Class action lawsuit settlements skyrocketed this past year, with a record $2.72 billion paid by employers for litigation that pertained to employment discrimination, wage hours, ERISA statutory and government enforcement cases, according to Seyfarth Shaw’s Workplace Class Action Litigation Report for 2018.

Of the $2.7 billion in total settlements, $927.8 million came from ERISA cases. From the 1,408 cases evaluated, Seyfarth Shaw has identified key trends within the past ERISA cases that employers need to watch for in 2018.

There were two primary trends in ERISA class action litigation in 2017. The first was the U.S. Supreme Court issued a significant decision relating to the parameters of what is known as the church plan exemption to ERISA.

ERISA generally requires private companies’ defined benefit pension plans to satisfy funding rules. Typically, the plan must be at least 80% funded to avoid special penalties and limitations.

These rules do not apply to state or local governments or churches. In 1980, Congress added language to pull certain church-affiliated organizations into the definition of “church” for funding purposes.

In the Advocate Health Care Network v. Stapleton case on June, 5 2017, the Supreme Court’s ruling determined that pension plans that otherwise meet the definition of a church plan under ERISA can qualify for the exemption without being established by a church.

The decision was the culmination of a wave of ERISA class actions brought by employees of religiously affiliated non-profit hospitals who asserted that the employers improperly claimed their pension plans were ERISA-exempt church plans.

Although the decision settled one of the major questions in church plan litigation, a second wave of these cases may be starting as the plaintiffs’ action bar attempts to challenge the religious bona fides of these principal purpose organizations.

Also see:10 regulatory issues facing small employers in 2018.”

The second trend in ERISA class action litigation for 2017 was the plaintiffs’ class action bar filed an influx of new 401(k) and 403(b) fee and investment lawsuits against various employers, with a particular concentration on institutions of higher education.

The university ERISA lawsuits challenge the design model of their 403(b) retirement plans, and the payment of allegedly excessive fees for record-keeping and administrative services. Many of these cases remain active and rulings are expected throughout 2018.

Corporate counsel can also expect to see further litigation regarding the reasonableness of 401(k) and 403(b) plan fees and expenses in the numerous class action lawsuits pending around the country on these issues.

Potential confusion

Courts are likely to continue to grapple with the complicated and intertwined issues related to who has standing to bring claims under ERISA and when those claims accrue.

In the health and welfare space, plan sponsors can expect some potential confusion if Congress and the Trump Administration continue to take up the repeal and replace of the ACA.

Employers have spent years preparing for and then implementing the ACA. The potential changes again to health coverage may cause some complications among plan participants, which could lead to an increase in class action litigation if the participants remain unsure about their applicable coverage for various benefits.

Various network providers have challenged the reimbursement rates from insurers and plans, dragging both administrators and plans into numerous litigation matters.

Given the uncertainty in the future of the ACA and the continuing disputes between insurers and out-of-network providers, it is anticipated that this variety of class action litigation will increase in 2018, according to Seyfarth Shaw’s Workplace Class Action Litigation Report.

A fight in the courts is expected regarding the DOL’s recently issued final regulations on disability plan administration. These regulations change the landscape for the handling of disability claims through the frequently offered long-term disability benefits.

These regulations are apt to be challenged in the courts, given their sweeping and onerous changes. Insurers and plan sponsors need to watch the litigation and its potential results closely.

If the regulations do go into effect, plan administrators will need to closely examine them to ensure compliance. Additionally, the implementation of these regulations could spur class action lawsuits and DOL enforcement actions if they are not handled appropriately on a plan basis.

:: Work to be completed ::
Answer these questions using the ERISA litigation article.
1. How much of the total settlements came from ERISA cases?
2. In what year did Congress add language bringing certain church-affiliated organizations into the definition of "church" for funding purposes?
3. On which type of institution were the new 401(k) and 403(b) fee and investment lawsuits particularly concentrated?
The material has no connection to the ERISA litigation article.

:: Dataset excerpt ::
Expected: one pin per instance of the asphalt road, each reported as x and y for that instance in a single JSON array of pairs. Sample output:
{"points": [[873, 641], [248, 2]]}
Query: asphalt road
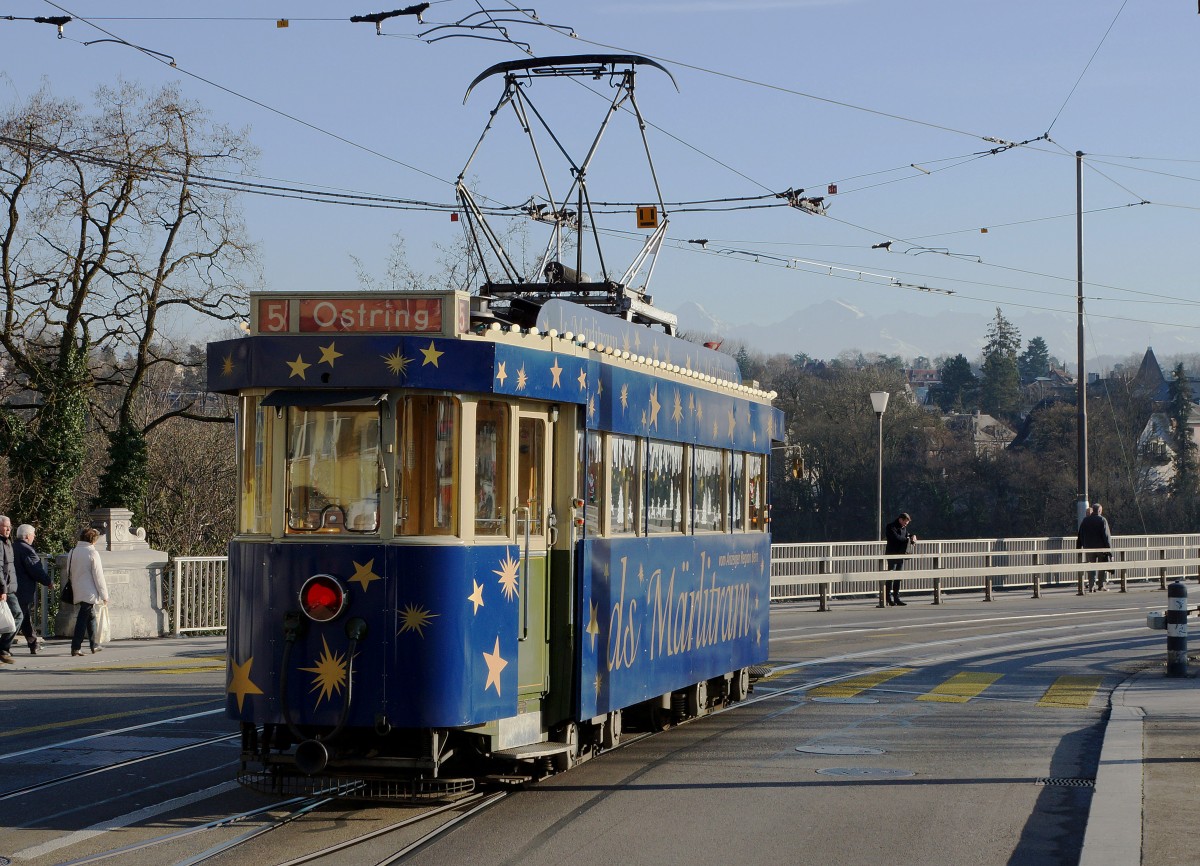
{"points": [[965, 733]]}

:: Answer to the problem ::
1. $927.8 million
2. 1980
3. Institutions of higher education